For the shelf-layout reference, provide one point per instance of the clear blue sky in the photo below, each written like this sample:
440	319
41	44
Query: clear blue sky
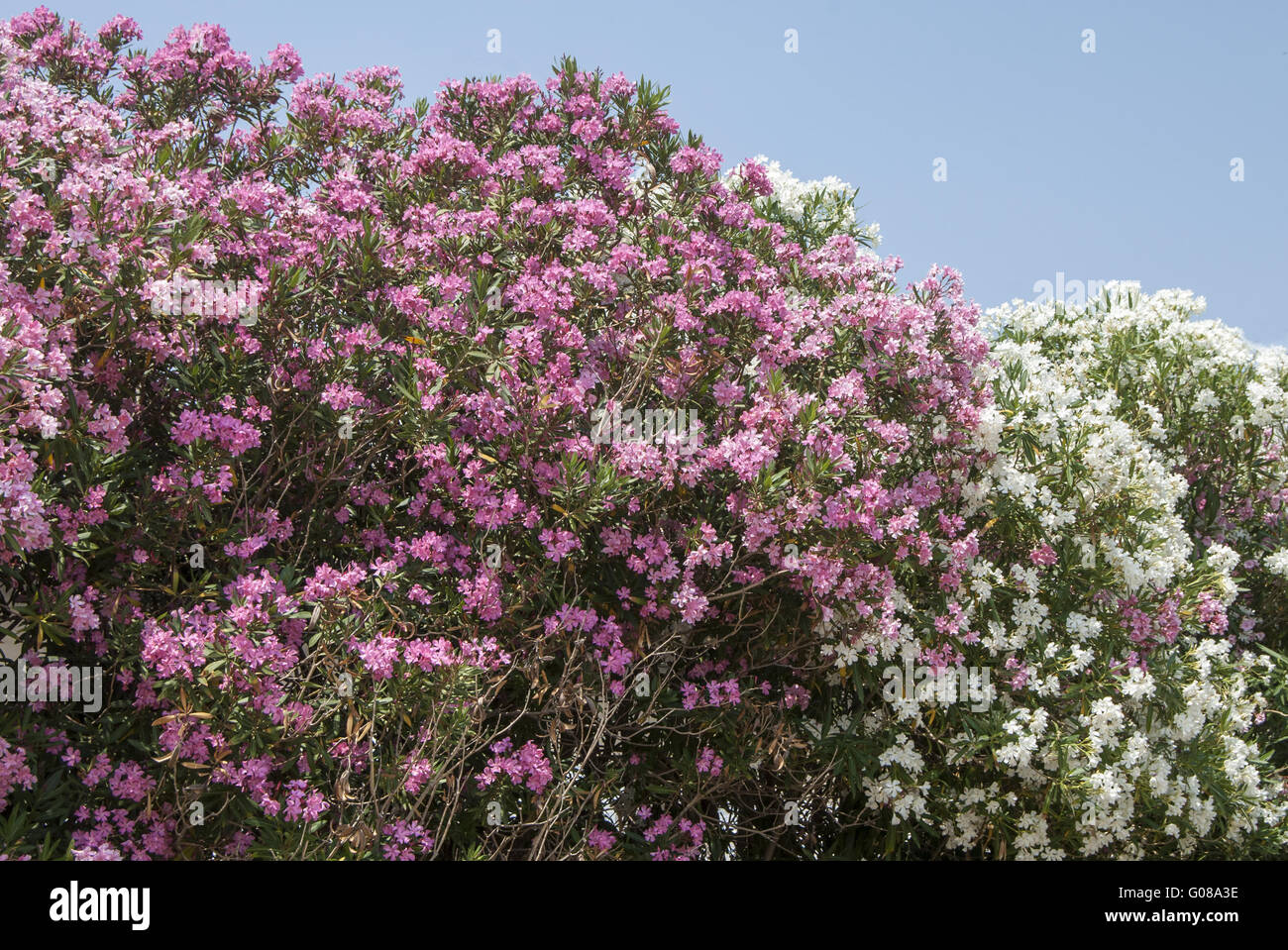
1107	164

+===+

* Prompt *
Since the pictures are not wanted, copy only the text of the records above, exactly.

* Result of this exercise *
For the shelf-layout reference, provide one point per instance of the clear blue sky in the photo below, each written like this sample:
440	319
41	44
Query: clear blue sky
1107	164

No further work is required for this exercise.